### WHAT IS REQUIRED
Resume the interview with sports branding designer Todd Radom, picking up right after its final sentence.

I had an opportunity to connect with Todd Radom-- a legend in sports branding. Todd is an independent graphic designer specializing in branding for professional sports franchises and events. His two decades of work with the NFL, NBA, and Major League Baseball have resulted in some of the most familiar icons of our popular culture.
Brandon Steiner: Coming from a family of artists, was graphic design your destiny?
Todd Radom: It was neither encouraged nor discouraged, but all signs pointed to a career in the arts. My creative influences were all around me. I really do think that people who are exposed to art and design from a very early age tend to look at things differently; that was certainly the case with me.
BS: What drew your interest specifically to sports branding? Talk about the importance of strong, well-defined branding.
TR: I’ve been interested in the the visual culture of sports since I was very young. I was always fascinated by uniforms and logos, a really obsessive doodler of logos as a kid. In those (pre-internet) days, it was not easy to find news about new looks for teams—I have distinct memories of being glued to the TV for Opening Day, looking for new uniforms and logos. Identity design became my primary professional focus when I was about 24 or 25 years old.

### PROVIDED MATERIAL
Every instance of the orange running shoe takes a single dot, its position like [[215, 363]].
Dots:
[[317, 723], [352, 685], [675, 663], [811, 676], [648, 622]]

### TASK RESPONSE
Having a solid visual brand is more important today than ever before. We live in a world of diminished consumer attention spans—smart branding can help communicate who you are instantly and effectively. At its core, a visual brand represents the face of a company to the larger world. It constitutes the visual embodiment of everything you are as an organization and, if done well, can convey your values, priorities, and corporate attributes. How important is that?!
BS: Obviously your services are top-of-the-line, and may not necessarily suit someone who’s starting up a company. For a start-up that’s budget-conscious, what recommendations would you give for building a strong visual brand?
TR: Focus on the totality of your public-facing identity—think about your primary logo and how it extends across various platforms. Prioritize. A brand consists of far more than just a logo, but that’s where you start. Consider the fact that a visual brand represents one of the most important investments that a company of any kind can make. If you get it right then you should be able to easily amortize your investment over time. I should also note the fact every job is different and that a good designer or design firm will price things accordingly.
BS: You have called sports fans, “the most ardent brand loyalists on earth.” Could you elaborate?
TR: Sports fans are tribal in their loyalties. I may enjoy shopping at Target or I may like Sam Adams or Starbucks, but sports fans tattoo their team’s logos on their bodies—and that transcends any conventional definition of brand loyalty. Sports fans are the ultimate brand warriors. The visual traditions of our teams are often passed from generation to generation—sports fans know and care about design. There is absolutely no other consumer product like it.
BS: How many different logos have you worked on over the years? I understand there may be limits to what you are able to speak about, but do you have a favorite?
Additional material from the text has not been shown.